▶ [WORK INSTRUCTIONS]
Here the job is to restate every entry word for word.

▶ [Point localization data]

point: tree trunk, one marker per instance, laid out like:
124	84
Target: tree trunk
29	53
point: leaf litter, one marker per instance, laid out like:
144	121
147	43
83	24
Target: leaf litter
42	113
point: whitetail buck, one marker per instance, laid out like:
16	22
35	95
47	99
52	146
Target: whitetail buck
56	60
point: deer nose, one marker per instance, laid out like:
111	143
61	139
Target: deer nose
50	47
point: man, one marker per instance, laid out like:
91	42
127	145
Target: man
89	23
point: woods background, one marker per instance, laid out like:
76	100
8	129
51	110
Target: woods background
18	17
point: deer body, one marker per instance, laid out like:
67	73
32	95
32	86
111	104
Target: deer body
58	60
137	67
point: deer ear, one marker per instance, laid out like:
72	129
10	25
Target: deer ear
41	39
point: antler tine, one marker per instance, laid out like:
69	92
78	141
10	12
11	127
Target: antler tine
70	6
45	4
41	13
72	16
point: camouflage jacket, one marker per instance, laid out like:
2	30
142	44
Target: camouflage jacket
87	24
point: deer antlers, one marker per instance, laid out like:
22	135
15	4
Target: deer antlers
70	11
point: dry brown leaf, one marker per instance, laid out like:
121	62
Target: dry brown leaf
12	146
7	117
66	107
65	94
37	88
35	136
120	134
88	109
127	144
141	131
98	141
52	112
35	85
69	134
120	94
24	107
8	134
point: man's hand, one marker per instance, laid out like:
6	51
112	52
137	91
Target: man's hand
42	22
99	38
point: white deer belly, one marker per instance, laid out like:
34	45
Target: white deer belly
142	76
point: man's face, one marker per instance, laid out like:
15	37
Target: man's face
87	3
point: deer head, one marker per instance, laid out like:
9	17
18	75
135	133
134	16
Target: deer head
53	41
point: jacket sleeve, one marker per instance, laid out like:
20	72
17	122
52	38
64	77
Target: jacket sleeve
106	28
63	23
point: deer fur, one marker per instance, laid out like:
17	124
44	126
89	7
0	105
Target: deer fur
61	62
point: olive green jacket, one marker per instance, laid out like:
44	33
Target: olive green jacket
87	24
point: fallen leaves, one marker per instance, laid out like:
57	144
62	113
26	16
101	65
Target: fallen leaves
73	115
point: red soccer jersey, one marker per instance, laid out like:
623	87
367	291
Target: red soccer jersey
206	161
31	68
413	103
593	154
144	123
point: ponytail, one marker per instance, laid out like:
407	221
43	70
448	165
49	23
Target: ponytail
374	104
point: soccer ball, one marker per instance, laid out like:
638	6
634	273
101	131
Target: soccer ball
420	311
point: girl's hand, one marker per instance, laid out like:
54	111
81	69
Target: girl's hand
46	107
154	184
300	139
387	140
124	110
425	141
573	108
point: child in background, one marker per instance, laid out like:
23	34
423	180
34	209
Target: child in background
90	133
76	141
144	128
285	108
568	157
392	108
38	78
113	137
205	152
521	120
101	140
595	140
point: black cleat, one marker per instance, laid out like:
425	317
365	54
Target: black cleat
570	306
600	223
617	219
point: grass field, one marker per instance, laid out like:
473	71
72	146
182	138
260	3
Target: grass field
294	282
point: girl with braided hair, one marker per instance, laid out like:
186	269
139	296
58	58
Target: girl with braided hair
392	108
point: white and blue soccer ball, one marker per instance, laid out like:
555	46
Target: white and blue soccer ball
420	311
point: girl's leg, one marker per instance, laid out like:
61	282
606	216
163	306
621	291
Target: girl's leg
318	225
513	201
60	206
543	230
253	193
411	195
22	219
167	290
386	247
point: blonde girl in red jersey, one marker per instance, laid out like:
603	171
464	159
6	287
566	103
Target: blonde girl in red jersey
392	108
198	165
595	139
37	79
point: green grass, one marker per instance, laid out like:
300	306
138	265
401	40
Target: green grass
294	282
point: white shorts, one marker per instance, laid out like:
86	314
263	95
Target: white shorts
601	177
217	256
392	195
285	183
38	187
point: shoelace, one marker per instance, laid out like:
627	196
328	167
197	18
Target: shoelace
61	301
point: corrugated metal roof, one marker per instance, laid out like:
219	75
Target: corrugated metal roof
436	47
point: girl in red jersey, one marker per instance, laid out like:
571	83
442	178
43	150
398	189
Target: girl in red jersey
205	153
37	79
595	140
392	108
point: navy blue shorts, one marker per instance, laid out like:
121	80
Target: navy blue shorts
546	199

▶ [RESPONSE AREA]
point: tree trunk, one marker per instance, laid out like:
124	84
Target: tree trunk
29	53
point: leaf litter, one marker per instance, laid out like:
144	121
147	43
83	24
Target: leaf litter
42	113
point: whitetail buck, one marker per instance, laid out like:
16	22
35	95
47	99
52	146
Target: whitetail buck
56	60
point: deer nose, one marker per instance, laid out like:
111	143
61	139
Target: deer nose
50	47
point: man, one marker per instance, laid out like:
91	42
127	145
Target: man
89	23
point: woods background, one marker per instance, laid out like:
76	100
8	129
51	110
Target: woods background
18	17
point: deer body, one marker per instance, laid out like:
67	73
32	95
32	86
111	104
Target: deer body
58	60
137	67
point: deer ear, one marker per instance, laid out like:
72	129
10	25
Target: deer ear
41	39
point: antler tine, one marker per instance, laid out like:
69	92
78	141
10	12
11	127
Target: antler tine
70	6
45	4
41	13
72	16
point: camouflage jacket, one marker per instance, laid out like:
2	30
142	44
Target: camouflage jacket
87	24
point: deer antlers, one marker per instance, laid out like:
22	135
15	4
Target: deer antlers
70	11
point: dry brown leaf, one marker per instance, laid out like:
121	62
Target: dry brown leaf
12	146
7	117
66	107
65	94
37	88
35	136
120	134
88	109
127	144
141	131
98	141
52	112
35	85
69	134
120	94
24	107
8	134
point: man's hand, one marker per instance, laid out like:
6	51
112	52
137	91
Target: man's hand
42	22
99	38
point: white deer belly, one marker per instance, laid out like:
34	45
Target: white deer belly
142	76
point: man's face, one marker per instance, laid out like:
15	37
Target: man's face
87	3
point: deer head, one marker per instance, laid out like:
9	17
18	75
135	133
134	16
Target: deer head
53	41
point: jacket sleeve, one marker per instance, laid out like:
20	72
17	122
52	38
64	77
Target: jacket sleeve
106	28
63	23
point: deer fur, one marker per instance, laid out like:
17	124
44	126
89	7
0	105
Target: deer fur
61	62
point: olive green jacket, one marker per instance, laid out like:
44	33
Target: olive green jacket
87	24
point: fallen leaves, one marker per instance, laid out like:
57	144
62	113
26	16
101	65
Target: fallen leaves
73	115
point: red soccer jersey, one marker per instance, laid out like:
623	87
367	291
Target: red soccer jersey
206	161
31	68
413	103
593	154
144	123
point: ponytail, one marker per instance, laid out like:
407	221
43	70
448	165
49	23
Target: ponytail
374	104
point: soccer ball, one marker per instance, laid out like:
638	6
634	273
101	131
Target: soccer ball
420	311
point: girl's hand, one marker per instance, laid out like:
54	111
81	69
Target: girl's hand
46	107
154	184
300	139
387	140
124	110
425	141
573	108
point: child in background, one marker per instance, laid out like:
23	34
423	180
34	209
Target: child in background
90	133
76	141
144	128
285	108
568	157
392	108
38	78
113	137
205	152
521	120
101	140
595	140
point: black cleat, one marker per instance, laid out like:
425	317
365	54
Target: black cleat
570	306
600	223
617	219
point: grass field, one marker per instance, laid out like:
473	71
72	146
182	138
260	3
Target: grass field
294	282
point: girl with braided hair, one marker per instance, laid out like:
186	269
139	296
58	58
Target: girl with braided hair
392	108
point: white and blue soccer ball, one marker per instance, laid out like:
555	46
Target: white and blue soccer ball
420	311
point: girl's leg, one marker per instance, laid out like:
61	282
606	216
163	306
621	291
Target: girl's leg
318	225
513	201
60	206
543	230
253	193
411	195
22	219
167	290
386	247
point: blonde girl in red jersey, one marker per instance, laid out like:
603	171
464	159
6	287
566	103
Target: blonde girl in red jersey
392	108
198	165
595	139
37	79
point: green grass, one marker per instance, laid out like:
300	306
138	265
401	40
Target: green grass
294	282
point: white shorts, one marker per instance, laid out like:
86	314
263	95
Target: white shorts
601	177
217	256
392	195
285	183
38	187
point: shoelace, one marker per instance, laid out like:
627	196
328	167
197	18
Target: shoelace
61	301
point: corrugated metal roof, one marker per instance, laid out like:
219	75
Target: corrugated metal roof
436	47
point: girl in red jersey, one marker per instance, laid out like:
571	83
442	178
43	150
398	189
Target: girl in red jersey
205	153
37	79
595	140
392	108
point: navy blue shorts, one marker per instance, laid out like:
121	80
Target: navy blue shorts
546	199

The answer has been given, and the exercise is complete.